Where a line contains "Please identify the umpire in", start there and write out that line and each one after it, word for word, through the final line of the entries; add nothing else.

---

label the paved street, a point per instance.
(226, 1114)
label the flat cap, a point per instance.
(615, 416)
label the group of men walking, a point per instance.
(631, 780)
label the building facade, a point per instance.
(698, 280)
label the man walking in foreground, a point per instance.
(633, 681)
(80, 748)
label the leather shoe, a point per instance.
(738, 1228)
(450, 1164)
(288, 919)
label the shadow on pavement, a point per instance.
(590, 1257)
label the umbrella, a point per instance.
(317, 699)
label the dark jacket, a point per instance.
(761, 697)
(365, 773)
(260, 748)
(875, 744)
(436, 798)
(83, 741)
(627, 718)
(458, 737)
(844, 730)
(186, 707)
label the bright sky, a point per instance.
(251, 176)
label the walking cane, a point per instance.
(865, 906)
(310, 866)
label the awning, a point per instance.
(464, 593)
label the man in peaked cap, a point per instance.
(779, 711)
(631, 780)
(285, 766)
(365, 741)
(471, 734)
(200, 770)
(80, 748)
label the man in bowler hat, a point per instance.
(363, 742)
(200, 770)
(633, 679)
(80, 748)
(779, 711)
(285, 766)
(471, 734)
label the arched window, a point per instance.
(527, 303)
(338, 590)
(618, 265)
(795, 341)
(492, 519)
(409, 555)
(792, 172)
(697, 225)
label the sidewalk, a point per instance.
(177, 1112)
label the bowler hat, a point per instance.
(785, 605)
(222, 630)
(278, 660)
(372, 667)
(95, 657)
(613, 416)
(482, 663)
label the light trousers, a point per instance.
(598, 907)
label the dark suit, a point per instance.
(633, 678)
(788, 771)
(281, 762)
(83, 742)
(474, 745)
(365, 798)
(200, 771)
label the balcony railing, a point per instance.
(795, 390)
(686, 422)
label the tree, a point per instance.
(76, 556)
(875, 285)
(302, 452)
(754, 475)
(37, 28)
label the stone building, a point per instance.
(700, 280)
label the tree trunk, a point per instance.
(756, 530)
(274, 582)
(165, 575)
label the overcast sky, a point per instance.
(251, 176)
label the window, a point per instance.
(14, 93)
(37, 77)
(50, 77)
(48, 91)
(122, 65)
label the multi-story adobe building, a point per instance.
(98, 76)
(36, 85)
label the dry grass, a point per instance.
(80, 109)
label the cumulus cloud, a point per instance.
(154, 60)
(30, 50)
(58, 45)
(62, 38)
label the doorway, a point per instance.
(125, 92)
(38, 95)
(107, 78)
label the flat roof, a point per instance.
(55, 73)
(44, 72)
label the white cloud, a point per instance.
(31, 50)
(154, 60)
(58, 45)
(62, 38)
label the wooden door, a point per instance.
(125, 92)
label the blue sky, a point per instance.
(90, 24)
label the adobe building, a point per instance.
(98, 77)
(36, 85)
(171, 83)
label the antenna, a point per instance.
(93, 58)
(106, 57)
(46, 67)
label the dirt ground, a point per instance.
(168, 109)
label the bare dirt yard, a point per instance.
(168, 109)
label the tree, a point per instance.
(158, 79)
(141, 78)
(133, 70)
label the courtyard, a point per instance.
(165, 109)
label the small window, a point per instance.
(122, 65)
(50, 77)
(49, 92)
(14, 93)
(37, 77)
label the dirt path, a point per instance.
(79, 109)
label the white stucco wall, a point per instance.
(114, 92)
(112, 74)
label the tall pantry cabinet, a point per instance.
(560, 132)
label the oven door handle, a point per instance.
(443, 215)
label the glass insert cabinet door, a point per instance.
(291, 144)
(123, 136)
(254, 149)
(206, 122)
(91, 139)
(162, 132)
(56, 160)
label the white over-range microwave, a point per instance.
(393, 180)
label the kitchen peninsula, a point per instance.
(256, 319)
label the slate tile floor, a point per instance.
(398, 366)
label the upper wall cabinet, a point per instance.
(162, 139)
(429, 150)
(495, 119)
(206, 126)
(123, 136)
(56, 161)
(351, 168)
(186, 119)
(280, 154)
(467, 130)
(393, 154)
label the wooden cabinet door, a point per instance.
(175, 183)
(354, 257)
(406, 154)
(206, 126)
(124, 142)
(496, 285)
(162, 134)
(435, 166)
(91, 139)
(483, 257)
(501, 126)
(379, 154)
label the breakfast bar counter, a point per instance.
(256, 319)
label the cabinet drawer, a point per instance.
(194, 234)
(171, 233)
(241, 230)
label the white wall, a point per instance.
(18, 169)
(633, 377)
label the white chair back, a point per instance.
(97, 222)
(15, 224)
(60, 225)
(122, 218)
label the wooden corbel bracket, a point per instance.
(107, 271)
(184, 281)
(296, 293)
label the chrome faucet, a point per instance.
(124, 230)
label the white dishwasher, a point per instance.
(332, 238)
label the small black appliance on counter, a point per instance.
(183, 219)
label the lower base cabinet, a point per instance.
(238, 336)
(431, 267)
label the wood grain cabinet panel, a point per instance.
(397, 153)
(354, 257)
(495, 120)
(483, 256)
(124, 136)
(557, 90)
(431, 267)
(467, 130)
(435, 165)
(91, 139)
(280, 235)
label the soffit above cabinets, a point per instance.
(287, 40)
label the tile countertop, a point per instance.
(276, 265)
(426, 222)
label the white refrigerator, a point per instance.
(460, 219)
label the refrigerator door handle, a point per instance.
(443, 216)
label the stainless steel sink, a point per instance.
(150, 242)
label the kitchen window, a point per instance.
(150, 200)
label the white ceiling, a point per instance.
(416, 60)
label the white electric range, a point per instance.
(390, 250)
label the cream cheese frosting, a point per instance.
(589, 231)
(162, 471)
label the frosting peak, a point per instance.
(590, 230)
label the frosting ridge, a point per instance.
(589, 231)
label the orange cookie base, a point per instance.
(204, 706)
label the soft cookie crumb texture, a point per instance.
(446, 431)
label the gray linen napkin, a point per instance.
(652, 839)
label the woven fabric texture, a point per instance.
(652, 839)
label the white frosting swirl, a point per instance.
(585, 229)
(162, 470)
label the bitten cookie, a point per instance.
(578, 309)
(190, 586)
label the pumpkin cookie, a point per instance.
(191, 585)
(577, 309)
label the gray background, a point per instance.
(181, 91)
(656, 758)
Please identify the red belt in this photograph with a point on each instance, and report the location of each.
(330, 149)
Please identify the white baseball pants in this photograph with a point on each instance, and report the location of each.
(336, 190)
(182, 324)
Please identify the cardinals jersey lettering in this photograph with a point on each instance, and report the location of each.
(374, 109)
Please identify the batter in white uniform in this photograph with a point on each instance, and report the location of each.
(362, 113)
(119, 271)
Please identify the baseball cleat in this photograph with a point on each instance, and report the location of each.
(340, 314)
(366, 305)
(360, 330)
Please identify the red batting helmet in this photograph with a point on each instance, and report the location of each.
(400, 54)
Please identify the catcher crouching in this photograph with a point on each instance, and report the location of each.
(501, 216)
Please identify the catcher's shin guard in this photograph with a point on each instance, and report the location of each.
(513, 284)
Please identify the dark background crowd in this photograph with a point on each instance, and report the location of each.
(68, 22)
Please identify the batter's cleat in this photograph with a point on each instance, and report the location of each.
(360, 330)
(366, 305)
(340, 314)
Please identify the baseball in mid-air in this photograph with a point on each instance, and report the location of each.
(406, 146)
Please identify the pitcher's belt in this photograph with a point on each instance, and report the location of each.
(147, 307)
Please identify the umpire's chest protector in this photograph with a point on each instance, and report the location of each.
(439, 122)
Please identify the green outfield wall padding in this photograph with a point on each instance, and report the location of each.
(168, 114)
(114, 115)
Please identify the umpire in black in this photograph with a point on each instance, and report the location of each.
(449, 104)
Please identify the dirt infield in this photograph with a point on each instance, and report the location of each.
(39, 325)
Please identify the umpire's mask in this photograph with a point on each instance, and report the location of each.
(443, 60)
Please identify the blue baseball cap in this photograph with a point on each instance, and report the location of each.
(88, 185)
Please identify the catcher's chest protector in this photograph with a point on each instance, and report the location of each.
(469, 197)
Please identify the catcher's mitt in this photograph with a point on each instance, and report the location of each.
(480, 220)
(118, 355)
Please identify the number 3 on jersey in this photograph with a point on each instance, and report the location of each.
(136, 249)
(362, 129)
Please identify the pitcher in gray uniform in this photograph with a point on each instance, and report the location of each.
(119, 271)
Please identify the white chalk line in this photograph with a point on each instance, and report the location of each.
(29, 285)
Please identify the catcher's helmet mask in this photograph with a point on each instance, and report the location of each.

---

> **Exercise response**
Please identify the umpire in black in this photograph with a point on each instance, and report the location of each.
(449, 104)
Please identify the dirt infield in this photograph with a point on each instance, and report the location of each.
(39, 325)
Please identify the umpire's mask in this photograph with a point on each instance, and report the location of each.
(443, 60)
Please identify the blue baseball cap in this photograph with a point on each instance, and report the location of each.
(88, 185)
Please identify the catcher's chest protector in this photograph with a point on each instance, and report the location of each.
(469, 197)
Please identify the catcher's mitt in this photograph with a point on each instance, and report the location of each.
(480, 220)
(118, 355)
Please identify the number 3 on jersey in this photograph with a point on each instance, and report the location of each.
(136, 249)
(362, 129)
Please identify the pitcher in gray uniform in this photograph with a point on each instance, and report the location of each.
(119, 271)
Please identify the white chalk line in this photograph with a point on each instance, and report the location of each.
(29, 285)
Please identify the catcher's helmet mask in this photograph with a point on each instance, and report the location of each.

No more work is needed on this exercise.